───── STORED DATA ─────

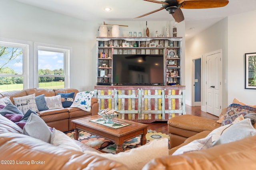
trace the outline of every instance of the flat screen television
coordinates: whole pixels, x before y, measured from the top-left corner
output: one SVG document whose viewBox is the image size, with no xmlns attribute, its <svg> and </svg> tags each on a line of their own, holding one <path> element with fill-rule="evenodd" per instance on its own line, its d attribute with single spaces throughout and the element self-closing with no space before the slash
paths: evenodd
<svg viewBox="0 0 256 170">
<path fill-rule="evenodd" d="M 164 84 L 163 55 L 113 55 L 112 61 L 113 84 Z"/>
</svg>

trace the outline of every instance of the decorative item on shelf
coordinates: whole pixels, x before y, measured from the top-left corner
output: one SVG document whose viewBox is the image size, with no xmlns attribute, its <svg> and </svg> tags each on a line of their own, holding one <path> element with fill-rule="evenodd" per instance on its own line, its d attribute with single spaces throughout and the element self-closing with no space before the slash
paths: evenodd
<svg viewBox="0 0 256 170">
<path fill-rule="evenodd" d="M 100 115 L 104 119 L 107 120 L 105 122 L 105 123 L 113 123 L 114 122 L 112 119 L 116 117 L 119 112 L 114 109 L 102 109 L 98 112 L 98 114 Z"/>
<path fill-rule="evenodd" d="M 177 27 L 175 26 L 172 27 L 172 36 L 173 37 L 177 37 Z"/>
<path fill-rule="evenodd" d="M 148 27 L 147 27 L 147 29 L 146 30 L 146 34 L 147 37 L 149 37 L 149 29 Z"/>
<path fill-rule="evenodd" d="M 129 47 L 129 43 L 123 43 L 122 47 Z"/>
<path fill-rule="evenodd" d="M 99 31 L 99 36 L 103 37 L 108 37 L 108 29 L 107 25 L 100 25 L 98 29 L 98 31 Z"/>
<path fill-rule="evenodd" d="M 117 37 L 120 36 L 120 30 L 119 29 L 119 25 L 112 25 L 112 37 Z"/>
<path fill-rule="evenodd" d="M 170 42 L 170 46 L 171 47 L 173 47 L 173 41 L 171 41 Z"/>
<path fill-rule="evenodd" d="M 142 37 L 142 35 L 141 34 L 141 32 L 139 32 L 139 37 Z"/>
<path fill-rule="evenodd" d="M 174 71 L 173 73 L 174 74 L 174 77 L 178 77 L 178 76 L 179 76 L 179 73 L 178 71 Z"/>
<path fill-rule="evenodd" d="M 149 43 L 150 47 L 156 47 L 156 43 Z"/>
<path fill-rule="evenodd" d="M 166 37 L 170 37 L 170 32 L 169 31 L 169 27 L 166 27 Z"/>
<path fill-rule="evenodd" d="M 112 41 L 110 40 L 109 42 L 109 44 L 108 45 L 108 47 L 112 47 L 113 46 L 113 44 L 112 43 Z"/>
</svg>

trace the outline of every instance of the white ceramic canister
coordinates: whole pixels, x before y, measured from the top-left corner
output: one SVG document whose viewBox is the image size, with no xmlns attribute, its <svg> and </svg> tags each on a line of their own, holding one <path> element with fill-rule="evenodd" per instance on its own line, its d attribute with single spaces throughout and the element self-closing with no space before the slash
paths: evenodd
<svg viewBox="0 0 256 170">
<path fill-rule="evenodd" d="M 108 27 L 106 25 L 102 25 L 99 28 L 99 37 L 108 37 Z"/>
<path fill-rule="evenodd" d="M 120 30 L 119 30 L 119 25 L 114 25 L 112 26 L 112 37 L 116 37 L 120 36 Z"/>
</svg>

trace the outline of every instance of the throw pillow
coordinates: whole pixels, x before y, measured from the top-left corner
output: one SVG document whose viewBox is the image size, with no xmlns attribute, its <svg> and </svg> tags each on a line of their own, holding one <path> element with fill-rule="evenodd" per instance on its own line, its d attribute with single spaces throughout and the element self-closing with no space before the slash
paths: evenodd
<svg viewBox="0 0 256 170">
<path fill-rule="evenodd" d="M 69 93 L 58 93 L 60 94 L 61 98 L 61 102 L 63 107 L 68 107 L 73 103 L 74 101 L 74 92 Z"/>
<path fill-rule="evenodd" d="M 256 113 L 250 113 L 245 115 L 244 117 L 244 119 L 249 118 L 250 119 L 252 125 L 254 125 L 256 123 Z"/>
<path fill-rule="evenodd" d="M 82 152 L 81 147 L 78 145 L 71 138 L 54 127 L 52 129 L 50 143 L 66 149 Z"/>
<path fill-rule="evenodd" d="M 251 112 L 256 112 L 256 108 L 238 104 L 231 104 L 228 107 L 221 125 L 230 124 L 239 115 L 242 115 L 244 116 Z"/>
<path fill-rule="evenodd" d="M 250 119 L 246 118 L 235 123 L 223 133 L 214 146 L 229 143 L 256 135 L 256 129 Z"/>
<path fill-rule="evenodd" d="M 46 110 L 49 109 L 46 106 L 46 103 L 44 98 L 44 94 L 36 96 L 36 103 L 39 111 Z"/>
<path fill-rule="evenodd" d="M 70 107 L 78 107 L 85 111 L 90 111 L 91 99 L 93 96 L 94 92 L 82 92 L 77 93 Z"/>
<path fill-rule="evenodd" d="M 6 106 L 8 103 L 12 103 L 12 101 L 10 100 L 9 96 L 6 96 L 4 98 L 0 99 L 0 104 Z"/>
<path fill-rule="evenodd" d="M 206 149 L 212 147 L 212 136 L 200 139 L 195 140 L 190 143 L 180 147 L 172 155 L 182 154 L 184 153 Z"/>
<path fill-rule="evenodd" d="M 20 121 L 23 117 L 23 115 L 20 115 L 18 114 L 6 114 L 4 115 L 4 117 L 13 122 L 15 123 Z"/>
<path fill-rule="evenodd" d="M 24 96 L 13 98 L 13 101 L 14 102 L 14 105 L 23 114 L 25 114 L 28 109 L 31 109 L 36 112 L 38 111 L 35 98 L 36 94 L 34 93 L 33 94 Z"/>
<path fill-rule="evenodd" d="M 31 114 L 23 128 L 23 134 L 50 143 L 52 132 L 39 116 Z"/>
<path fill-rule="evenodd" d="M 60 109 L 63 108 L 61 103 L 60 95 L 51 97 L 44 97 L 46 103 L 46 106 L 49 109 Z"/>
<path fill-rule="evenodd" d="M 117 154 L 99 153 L 89 151 L 84 151 L 84 153 L 99 155 L 122 162 L 126 165 L 129 170 L 140 170 L 152 159 L 169 155 L 168 139 L 164 138 L 151 141 L 144 145 Z"/>
<path fill-rule="evenodd" d="M 23 115 L 22 112 L 19 110 L 19 109 L 11 103 L 7 104 L 3 109 L 0 110 L 0 114 L 1 115 L 4 116 L 6 114 Z"/>
</svg>

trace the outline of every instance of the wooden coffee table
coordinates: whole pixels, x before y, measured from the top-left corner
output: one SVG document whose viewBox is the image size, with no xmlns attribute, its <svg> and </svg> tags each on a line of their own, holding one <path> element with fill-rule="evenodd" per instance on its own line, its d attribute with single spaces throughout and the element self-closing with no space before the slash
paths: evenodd
<svg viewBox="0 0 256 170">
<path fill-rule="evenodd" d="M 102 118 L 102 117 L 96 115 L 72 120 L 71 121 L 74 123 L 74 139 L 78 140 L 78 139 L 79 129 L 86 131 L 114 142 L 116 144 L 116 153 L 123 151 L 122 145 L 124 141 L 139 135 L 141 135 L 141 145 L 143 145 L 146 143 L 146 135 L 148 132 L 148 125 L 114 118 L 114 120 L 130 124 L 124 127 L 115 129 L 90 121 L 100 118 Z"/>
</svg>

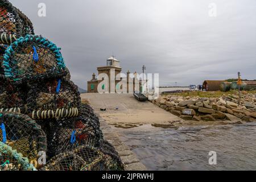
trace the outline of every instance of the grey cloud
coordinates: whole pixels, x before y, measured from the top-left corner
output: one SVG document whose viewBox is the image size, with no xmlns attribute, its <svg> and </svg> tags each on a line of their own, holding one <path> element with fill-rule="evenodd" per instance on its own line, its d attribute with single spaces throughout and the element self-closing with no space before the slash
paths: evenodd
<svg viewBox="0 0 256 182">
<path fill-rule="evenodd" d="M 62 48 L 73 80 L 86 88 L 114 52 L 123 72 L 159 73 L 160 85 L 237 76 L 255 79 L 256 1 L 214 0 L 11 0 L 35 32 Z M 47 17 L 37 15 L 47 5 Z"/>
</svg>

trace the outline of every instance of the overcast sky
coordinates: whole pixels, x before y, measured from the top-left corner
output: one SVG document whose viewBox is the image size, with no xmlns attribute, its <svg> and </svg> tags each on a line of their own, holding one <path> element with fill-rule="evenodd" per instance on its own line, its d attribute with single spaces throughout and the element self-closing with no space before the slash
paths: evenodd
<svg viewBox="0 0 256 182">
<path fill-rule="evenodd" d="M 160 85 L 256 79 L 255 0 L 10 0 L 35 33 L 62 48 L 72 79 L 86 88 L 114 52 L 123 72 L 159 73 Z M 38 16 L 45 3 L 46 17 Z M 217 16 L 209 15 L 210 3 Z"/>
</svg>

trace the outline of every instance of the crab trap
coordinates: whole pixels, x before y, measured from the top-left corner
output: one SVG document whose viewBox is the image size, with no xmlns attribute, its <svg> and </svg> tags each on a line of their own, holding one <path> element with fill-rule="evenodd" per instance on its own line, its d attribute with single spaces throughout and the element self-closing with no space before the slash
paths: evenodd
<svg viewBox="0 0 256 182">
<path fill-rule="evenodd" d="M 0 111 L 26 113 L 27 85 L 14 85 L 1 78 L 0 81 Z"/>
<path fill-rule="evenodd" d="M 81 98 L 77 86 L 64 78 L 33 82 L 27 100 L 28 115 L 34 119 L 59 119 L 79 115 Z"/>
<path fill-rule="evenodd" d="M 86 118 L 73 118 L 49 123 L 47 135 L 49 156 L 74 149 L 82 144 L 100 146 L 102 133 L 93 122 Z"/>
<path fill-rule="evenodd" d="M 11 44 L 27 34 L 34 34 L 29 19 L 8 1 L 0 0 L 0 43 Z"/>
<path fill-rule="evenodd" d="M 60 49 L 40 36 L 20 37 L 5 51 L 5 76 L 18 83 L 62 77 L 67 71 Z"/>
<path fill-rule="evenodd" d="M 44 169 L 47 171 L 109 171 L 111 157 L 100 150 L 83 145 L 60 154 L 51 159 Z"/>
<path fill-rule="evenodd" d="M 27 115 L 0 113 L 0 141 L 22 154 L 39 167 L 39 152 L 47 151 L 46 136 L 39 125 Z"/>
<path fill-rule="evenodd" d="M 22 154 L 0 142 L 0 171 L 36 171 Z"/>
</svg>

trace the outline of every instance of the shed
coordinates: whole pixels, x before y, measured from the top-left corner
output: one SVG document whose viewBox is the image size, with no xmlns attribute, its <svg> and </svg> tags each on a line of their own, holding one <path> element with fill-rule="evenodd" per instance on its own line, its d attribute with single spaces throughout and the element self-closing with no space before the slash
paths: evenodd
<svg viewBox="0 0 256 182">
<path fill-rule="evenodd" d="M 220 90 L 220 85 L 224 80 L 205 80 L 203 84 L 203 89 L 206 91 Z"/>
</svg>

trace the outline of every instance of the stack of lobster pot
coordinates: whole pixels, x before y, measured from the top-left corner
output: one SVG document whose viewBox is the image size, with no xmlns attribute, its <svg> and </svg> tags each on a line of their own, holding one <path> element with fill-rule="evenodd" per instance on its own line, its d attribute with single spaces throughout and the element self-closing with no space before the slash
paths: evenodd
<svg viewBox="0 0 256 182">
<path fill-rule="evenodd" d="M 8 1 L 0 15 L 0 170 L 123 169 L 61 49 Z"/>
</svg>

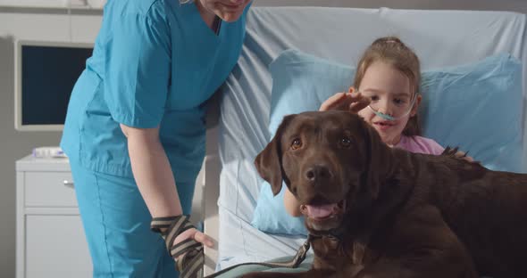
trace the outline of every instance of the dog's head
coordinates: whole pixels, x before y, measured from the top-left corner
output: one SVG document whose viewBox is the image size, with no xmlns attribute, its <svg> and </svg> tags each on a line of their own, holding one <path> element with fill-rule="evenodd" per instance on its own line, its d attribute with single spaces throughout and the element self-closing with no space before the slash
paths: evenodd
<svg viewBox="0 0 527 278">
<path fill-rule="evenodd" d="M 307 228 L 322 232 L 339 227 L 347 213 L 378 197 L 389 151 L 356 114 L 305 112 L 284 118 L 255 164 L 275 195 L 285 181 Z"/>
</svg>

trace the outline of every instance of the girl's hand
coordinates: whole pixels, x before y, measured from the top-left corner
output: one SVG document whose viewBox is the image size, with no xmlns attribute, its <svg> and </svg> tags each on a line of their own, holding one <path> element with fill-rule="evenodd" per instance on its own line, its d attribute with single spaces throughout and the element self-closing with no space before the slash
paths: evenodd
<svg viewBox="0 0 527 278">
<path fill-rule="evenodd" d="M 474 159 L 473 159 L 472 157 L 469 157 L 468 155 L 466 155 L 465 152 L 463 152 L 461 151 L 457 151 L 457 152 L 456 152 L 456 154 L 454 154 L 454 156 L 456 156 L 456 158 L 460 158 L 462 159 L 465 159 L 468 162 L 473 162 Z"/>
<path fill-rule="evenodd" d="M 319 110 L 347 110 L 356 113 L 370 104 L 370 99 L 363 96 L 361 93 L 354 92 L 353 88 L 348 93 L 337 93 L 322 102 Z"/>
</svg>

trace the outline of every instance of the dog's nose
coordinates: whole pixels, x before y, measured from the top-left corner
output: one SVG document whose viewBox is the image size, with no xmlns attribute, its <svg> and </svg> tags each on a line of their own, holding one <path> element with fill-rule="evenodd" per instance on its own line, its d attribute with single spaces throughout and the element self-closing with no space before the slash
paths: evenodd
<svg viewBox="0 0 527 278">
<path fill-rule="evenodd" d="M 310 182 L 329 180 L 333 176 L 325 165 L 314 165 L 305 171 L 305 178 Z"/>
</svg>

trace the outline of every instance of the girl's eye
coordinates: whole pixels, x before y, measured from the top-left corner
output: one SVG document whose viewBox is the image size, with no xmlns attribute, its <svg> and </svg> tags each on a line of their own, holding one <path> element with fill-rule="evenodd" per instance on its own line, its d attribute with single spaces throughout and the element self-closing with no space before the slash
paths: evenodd
<svg viewBox="0 0 527 278">
<path fill-rule="evenodd" d="M 393 100 L 393 102 L 394 102 L 396 104 L 399 104 L 399 105 L 400 105 L 400 104 L 404 104 L 404 103 L 405 103 L 405 101 L 404 101 L 404 100 L 402 100 L 402 99 L 394 99 L 394 100 Z"/>
<path fill-rule="evenodd" d="M 300 140 L 299 138 L 296 138 L 291 143 L 291 150 L 293 150 L 293 151 L 297 151 L 297 150 L 300 149 L 301 147 L 302 147 L 302 140 Z"/>
<path fill-rule="evenodd" d="M 349 148 L 351 146 L 351 139 L 343 137 L 340 139 L 340 146 L 343 148 Z"/>
</svg>

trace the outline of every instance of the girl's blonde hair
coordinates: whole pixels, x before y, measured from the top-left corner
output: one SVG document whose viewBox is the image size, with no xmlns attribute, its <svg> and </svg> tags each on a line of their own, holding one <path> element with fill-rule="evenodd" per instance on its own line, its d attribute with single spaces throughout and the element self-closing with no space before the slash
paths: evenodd
<svg viewBox="0 0 527 278">
<path fill-rule="evenodd" d="M 358 89 L 370 65 L 378 61 L 391 65 L 408 78 L 412 97 L 417 97 L 421 83 L 419 58 L 397 37 L 380 37 L 364 51 L 355 76 L 353 86 L 356 88 Z M 407 136 L 421 135 L 418 113 L 408 119 L 403 135 Z"/>
</svg>

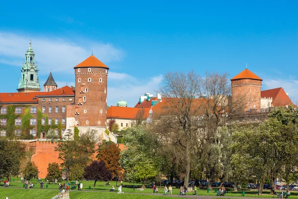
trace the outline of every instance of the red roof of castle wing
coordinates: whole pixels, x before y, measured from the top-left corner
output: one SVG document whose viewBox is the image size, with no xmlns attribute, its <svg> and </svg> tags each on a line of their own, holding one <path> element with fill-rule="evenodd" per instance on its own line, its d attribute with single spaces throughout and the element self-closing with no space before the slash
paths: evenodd
<svg viewBox="0 0 298 199">
<path fill-rule="evenodd" d="M 43 92 L 0 93 L 0 103 L 38 103 L 37 95 Z"/>
<path fill-rule="evenodd" d="M 107 110 L 107 118 L 136 119 L 138 111 L 141 110 L 142 108 L 111 106 Z M 146 119 L 149 115 L 150 108 L 144 108 L 144 110 L 143 118 Z"/>
<path fill-rule="evenodd" d="M 263 81 L 262 79 L 257 76 L 255 74 L 247 69 L 244 69 L 244 71 L 231 79 L 230 80 L 239 80 L 241 79 L 250 79 Z"/>
<path fill-rule="evenodd" d="M 77 68 L 88 67 L 100 67 L 109 69 L 109 67 L 105 65 L 104 63 L 101 62 L 98 59 L 96 58 L 93 55 L 92 55 L 85 60 L 75 66 L 74 68 L 76 69 Z"/>
<path fill-rule="evenodd" d="M 272 98 L 272 102 L 275 107 L 285 106 L 293 104 L 282 88 L 262 91 L 261 92 L 261 97 Z"/>
</svg>

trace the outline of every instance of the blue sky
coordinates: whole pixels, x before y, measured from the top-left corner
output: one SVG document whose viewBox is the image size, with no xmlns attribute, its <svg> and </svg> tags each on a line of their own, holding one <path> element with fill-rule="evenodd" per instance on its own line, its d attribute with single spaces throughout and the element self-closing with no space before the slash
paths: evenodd
<svg viewBox="0 0 298 199">
<path fill-rule="evenodd" d="M 110 68 L 109 105 L 155 95 L 167 72 L 232 78 L 246 63 L 262 90 L 298 100 L 297 1 L 43 1 L 1 2 L 0 92 L 16 92 L 31 39 L 41 85 L 51 69 L 59 87 L 74 84 L 93 49 Z"/>
</svg>

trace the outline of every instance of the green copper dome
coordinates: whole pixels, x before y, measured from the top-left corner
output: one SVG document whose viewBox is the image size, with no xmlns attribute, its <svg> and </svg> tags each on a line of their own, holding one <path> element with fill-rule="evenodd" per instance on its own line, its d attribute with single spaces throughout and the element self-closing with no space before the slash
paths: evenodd
<svg viewBox="0 0 298 199">
<path fill-rule="evenodd" d="M 121 100 L 117 102 L 117 106 L 127 107 L 127 102 L 125 101 L 123 101 L 122 97 L 121 97 Z"/>
</svg>

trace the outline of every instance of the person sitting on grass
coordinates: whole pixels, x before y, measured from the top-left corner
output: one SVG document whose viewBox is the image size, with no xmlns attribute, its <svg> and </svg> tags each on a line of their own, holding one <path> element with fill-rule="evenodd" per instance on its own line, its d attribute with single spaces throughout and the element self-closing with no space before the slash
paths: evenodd
<svg viewBox="0 0 298 199">
<path fill-rule="evenodd" d="M 110 189 L 110 192 L 114 192 L 115 191 L 115 188 L 114 186 L 112 186 L 112 188 Z"/>
</svg>

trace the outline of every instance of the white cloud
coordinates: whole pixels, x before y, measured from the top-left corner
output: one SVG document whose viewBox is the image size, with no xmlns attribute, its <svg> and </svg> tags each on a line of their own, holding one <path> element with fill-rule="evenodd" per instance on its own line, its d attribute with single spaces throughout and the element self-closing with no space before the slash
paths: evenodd
<svg viewBox="0 0 298 199">
<path fill-rule="evenodd" d="M 108 105 L 116 105 L 117 102 L 123 98 L 124 101 L 127 101 L 129 107 L 134 107 L 139 100 L 139 96 L 143 95 L 145 93 L 150 93 L 153 95 L 156 94 L 157 91 L 162 82 L 163 76 L 159 75 L 156 76 L 149 78 L 146 80 L 138 80 L 126 74 L 115 73 L 114 77 L 125 77 L 125 78 L 121 79 L 116 84 L 113 84 L 110 86 L 110 82 L 108 84 Z M 110 75 L 111 73 L 109 73 Z M 108 81 L 113 81 L 108 76 Z M 131 81 L 131 79 L 134 80 Z M 120 79 L 118 80 L 120 80 Z"/>
<path fill-rule="evenodd" d="M 32 48 L 35 53 L 40 72 L 54 72 L 73 73 L 74 67 L 94 55 L 103 63 L 121 59 L 123 52 L 109 43 L 100 43 L 84 40 L 75 43 L 68 39 L 40 36 L 30 37 L 0 31 L 0 63 L 20 67 L 24 62 L 25 53 L 32 39 Z M 108 64 L 107 64 L 108 66 Z"/>
<path fill-rule="evenodd" d="M 298 92 L 297 92 L 297 88 L 298 88 L 298 80 L 268 80 L 263 81 L 263 85 L 265 88 L 264 90 L 275 89 L 282 87 L 286 93 L 289 94 L 289 97 L 292 102 L 296 103 L 296 101 L 298 100 Z"/>
</svg>

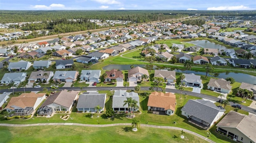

─────

REQUIRED TASK:
Lay out the stretch from the line containing "trace the outline of every instance of the decorative" through the line containing "142 37 L 142" as a Markdown table with the columns Row and Line text, skipping any blank lines.

RESPONSE BELOW:
| Row | Line text |
|---|---|
| 1 | trace the outline of every instance of the decorative item on shelf |
| 2 | coordinates: whole pixels, x before y, measured from the top-left corner |
| 3 | output: one SVG document whose viewBox is the image size, with no xmlns attribute, its <svg> and </svg> tags each on a line of their own, holding one <path> element with fill-rule="evenodd" per instance on its own line, its d attribute with single spaces throughout and the element self-closing with no space before the slash |
| 4 | paths: evenodd |
| 5 | <svg viewBox="0 0 256 170"> |
| 6 | <path fill-rule="evenodd" d="M 100 115 L 104 119 L 107 120 L 105 122 L 105 123 L 113 123 L 114 122 L 112 119 L 116 117 L 119 112 L 114 109 L 102 109 L 98 112 L 98 114 Z"/> |
| 7 | <path fill-rule="evenodd" d="M 177 27 L 175 26 L 172 27 L 172 36 L 173 37 L 177 37 Z"/> |
| 8 | <path fill-rule="evenodd" d="M 148 27 L 147 27 L 147 29 L 146 30 L 146 34 L 147 37 L 149 37 L 149 29 Z"/> |
| 9 | <path fill-rule="evenodd" d="M 129 47 L 129 43 L 123 43 L 122 47 Z"/> |
| 10 | <path fill-rule="evenodd" d="M 99 31 L 99 36 L 103 37 L 108 37 L 108 29 L 107 25 L 100 25 L 98 29 L 98 31 Z"/> |
| 11 | <path fill-rule="evenodd" d="M 117 37 L 120 36 L 120 30 L 119 29 L 119 25 L 112 25 L 112 37 Z"/> |
| 12 | <path fill-rule="evenodd" d="M 170 42 L 170 46 L 171 47 L 173 47 L 173 41 L 171 41 Z"/> |
| 13 | <path fill-rule="evenodd" d="M 142 37 L 142 35 L 141 34 L 141 32 L 139 32 L 139 37 Z"/> |